Recorded data:
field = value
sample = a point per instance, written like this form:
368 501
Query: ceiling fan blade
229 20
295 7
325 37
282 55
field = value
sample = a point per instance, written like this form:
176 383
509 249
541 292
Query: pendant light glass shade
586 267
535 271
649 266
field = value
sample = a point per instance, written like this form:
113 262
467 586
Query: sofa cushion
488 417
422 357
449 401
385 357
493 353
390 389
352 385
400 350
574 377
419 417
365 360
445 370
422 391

● What is being asked
Each record must be transcribed exactly, with nothing left out.

● Reply
field = value
sample = a point per instance, written like this form:
368 501
Query: ceiling fan blade
229 20
295 7
325 37
282 55
field = value
sample = a point per instance, written like this form:
176 383
509 249
541 292
Query: pendant light glass shade
586 267
535 271
649 266
field = value
sample = a point per instance, written like this form:
113 262
467 586
Query: sofa cushion
488 417
422 357
449 401
385 357
493 353
390 389
352 385
400 350
574 377
419 417
365 360
445 370
422 391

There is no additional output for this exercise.